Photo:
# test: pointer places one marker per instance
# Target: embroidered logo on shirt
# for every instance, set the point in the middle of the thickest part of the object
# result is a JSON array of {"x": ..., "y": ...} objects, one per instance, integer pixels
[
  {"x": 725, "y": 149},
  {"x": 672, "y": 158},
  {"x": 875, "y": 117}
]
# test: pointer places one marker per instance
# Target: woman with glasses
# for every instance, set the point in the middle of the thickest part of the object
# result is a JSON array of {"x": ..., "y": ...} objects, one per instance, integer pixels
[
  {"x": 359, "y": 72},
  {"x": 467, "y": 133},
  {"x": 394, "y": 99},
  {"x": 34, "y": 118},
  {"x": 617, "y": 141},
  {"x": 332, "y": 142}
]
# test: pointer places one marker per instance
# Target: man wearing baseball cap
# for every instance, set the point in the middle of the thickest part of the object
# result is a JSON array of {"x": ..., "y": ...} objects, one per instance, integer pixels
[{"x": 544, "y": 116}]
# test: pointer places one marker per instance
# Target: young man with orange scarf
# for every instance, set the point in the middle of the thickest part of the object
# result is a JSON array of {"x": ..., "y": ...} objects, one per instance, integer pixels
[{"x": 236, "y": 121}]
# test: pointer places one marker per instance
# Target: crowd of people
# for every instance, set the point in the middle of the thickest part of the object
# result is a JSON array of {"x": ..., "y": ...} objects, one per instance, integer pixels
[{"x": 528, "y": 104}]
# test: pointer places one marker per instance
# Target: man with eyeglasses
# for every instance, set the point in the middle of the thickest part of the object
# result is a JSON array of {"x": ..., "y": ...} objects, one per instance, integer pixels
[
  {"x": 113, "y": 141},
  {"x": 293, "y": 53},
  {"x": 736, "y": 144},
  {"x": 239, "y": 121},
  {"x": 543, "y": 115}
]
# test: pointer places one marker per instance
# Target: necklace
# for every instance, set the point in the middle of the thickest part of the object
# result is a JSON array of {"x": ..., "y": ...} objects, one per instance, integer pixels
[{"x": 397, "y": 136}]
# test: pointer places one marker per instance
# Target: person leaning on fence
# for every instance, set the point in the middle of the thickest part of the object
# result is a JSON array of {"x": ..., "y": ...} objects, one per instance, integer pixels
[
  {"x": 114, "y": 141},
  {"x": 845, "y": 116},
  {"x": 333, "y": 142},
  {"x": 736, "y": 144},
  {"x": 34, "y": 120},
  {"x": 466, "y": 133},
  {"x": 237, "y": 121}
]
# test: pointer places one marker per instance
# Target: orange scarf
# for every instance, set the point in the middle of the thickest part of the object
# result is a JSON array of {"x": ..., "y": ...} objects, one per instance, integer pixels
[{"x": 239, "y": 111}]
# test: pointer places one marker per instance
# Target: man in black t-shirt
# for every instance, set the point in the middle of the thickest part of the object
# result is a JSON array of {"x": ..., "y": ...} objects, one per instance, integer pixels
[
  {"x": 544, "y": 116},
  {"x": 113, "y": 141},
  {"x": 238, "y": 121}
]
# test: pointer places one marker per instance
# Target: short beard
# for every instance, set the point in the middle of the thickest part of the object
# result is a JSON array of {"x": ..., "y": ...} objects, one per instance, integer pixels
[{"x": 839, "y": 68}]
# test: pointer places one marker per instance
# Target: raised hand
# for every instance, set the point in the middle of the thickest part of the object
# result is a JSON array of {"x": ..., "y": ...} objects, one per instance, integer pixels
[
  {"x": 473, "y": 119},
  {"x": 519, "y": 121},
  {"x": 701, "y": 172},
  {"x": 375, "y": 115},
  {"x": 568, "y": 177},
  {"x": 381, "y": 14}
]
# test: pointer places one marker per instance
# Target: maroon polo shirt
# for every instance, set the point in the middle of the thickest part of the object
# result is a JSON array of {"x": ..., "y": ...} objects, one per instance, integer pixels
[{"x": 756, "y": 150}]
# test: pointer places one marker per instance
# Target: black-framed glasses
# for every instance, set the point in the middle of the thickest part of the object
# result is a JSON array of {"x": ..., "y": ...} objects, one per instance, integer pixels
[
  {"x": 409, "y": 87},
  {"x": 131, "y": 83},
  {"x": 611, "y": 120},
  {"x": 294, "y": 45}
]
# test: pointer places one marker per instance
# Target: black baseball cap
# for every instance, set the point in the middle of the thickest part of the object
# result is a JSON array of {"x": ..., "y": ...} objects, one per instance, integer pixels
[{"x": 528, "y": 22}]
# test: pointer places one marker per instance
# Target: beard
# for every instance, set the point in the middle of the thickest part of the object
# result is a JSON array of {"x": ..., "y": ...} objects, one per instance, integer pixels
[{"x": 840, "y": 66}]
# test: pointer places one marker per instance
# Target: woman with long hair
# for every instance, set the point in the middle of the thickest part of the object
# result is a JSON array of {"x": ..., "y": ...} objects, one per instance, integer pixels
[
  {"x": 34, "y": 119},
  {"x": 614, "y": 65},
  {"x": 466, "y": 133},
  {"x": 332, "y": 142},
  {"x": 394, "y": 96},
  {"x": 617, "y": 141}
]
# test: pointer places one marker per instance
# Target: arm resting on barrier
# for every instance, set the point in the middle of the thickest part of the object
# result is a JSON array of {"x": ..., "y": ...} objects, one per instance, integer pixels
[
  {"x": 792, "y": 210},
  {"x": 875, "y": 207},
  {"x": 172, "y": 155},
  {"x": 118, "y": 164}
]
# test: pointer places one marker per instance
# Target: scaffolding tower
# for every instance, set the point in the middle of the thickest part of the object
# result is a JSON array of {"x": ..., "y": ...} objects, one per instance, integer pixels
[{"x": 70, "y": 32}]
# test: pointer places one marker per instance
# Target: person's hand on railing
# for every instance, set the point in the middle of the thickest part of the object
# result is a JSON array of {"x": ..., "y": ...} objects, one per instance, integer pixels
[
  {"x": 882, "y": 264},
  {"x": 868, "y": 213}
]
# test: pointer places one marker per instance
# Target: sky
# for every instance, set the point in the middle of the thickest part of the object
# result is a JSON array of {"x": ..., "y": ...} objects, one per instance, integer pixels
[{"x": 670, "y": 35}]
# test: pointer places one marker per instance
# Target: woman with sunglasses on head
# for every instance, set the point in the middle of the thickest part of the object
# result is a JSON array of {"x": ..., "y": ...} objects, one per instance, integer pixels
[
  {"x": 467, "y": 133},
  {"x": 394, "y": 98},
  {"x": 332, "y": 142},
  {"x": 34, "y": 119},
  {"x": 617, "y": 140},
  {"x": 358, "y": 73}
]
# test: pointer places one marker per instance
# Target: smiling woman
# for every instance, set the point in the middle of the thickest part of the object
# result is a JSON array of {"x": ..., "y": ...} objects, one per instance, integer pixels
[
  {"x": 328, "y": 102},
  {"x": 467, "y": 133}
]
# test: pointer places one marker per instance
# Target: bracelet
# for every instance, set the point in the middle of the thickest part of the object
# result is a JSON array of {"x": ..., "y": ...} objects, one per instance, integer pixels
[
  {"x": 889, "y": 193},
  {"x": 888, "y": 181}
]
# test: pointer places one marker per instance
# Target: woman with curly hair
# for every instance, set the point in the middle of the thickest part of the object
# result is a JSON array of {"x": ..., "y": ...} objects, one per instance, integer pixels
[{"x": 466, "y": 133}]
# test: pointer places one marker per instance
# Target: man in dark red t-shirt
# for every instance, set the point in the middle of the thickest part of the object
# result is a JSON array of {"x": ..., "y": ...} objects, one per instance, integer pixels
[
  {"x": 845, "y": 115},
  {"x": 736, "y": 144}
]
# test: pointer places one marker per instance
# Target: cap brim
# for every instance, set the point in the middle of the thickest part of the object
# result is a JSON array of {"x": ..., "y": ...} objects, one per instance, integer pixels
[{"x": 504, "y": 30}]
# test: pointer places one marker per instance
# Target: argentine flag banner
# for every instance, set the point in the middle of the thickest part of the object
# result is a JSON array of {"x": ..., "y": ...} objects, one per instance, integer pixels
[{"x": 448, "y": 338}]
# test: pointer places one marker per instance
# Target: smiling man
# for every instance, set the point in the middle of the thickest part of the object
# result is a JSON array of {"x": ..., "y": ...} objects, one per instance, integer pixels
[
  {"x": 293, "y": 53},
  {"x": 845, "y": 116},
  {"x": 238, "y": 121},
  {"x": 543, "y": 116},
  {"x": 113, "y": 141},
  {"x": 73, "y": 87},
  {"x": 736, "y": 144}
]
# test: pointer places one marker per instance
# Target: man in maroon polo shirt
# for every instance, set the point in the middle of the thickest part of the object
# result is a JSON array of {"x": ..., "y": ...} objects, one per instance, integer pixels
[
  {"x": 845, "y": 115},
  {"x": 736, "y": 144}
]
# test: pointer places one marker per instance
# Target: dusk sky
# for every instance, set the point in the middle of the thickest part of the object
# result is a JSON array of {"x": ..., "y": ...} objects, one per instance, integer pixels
□ □ □ □
## What you should do
Count the lines of the records above that contain the string "maroon" and state only the resulting number.

## The response
2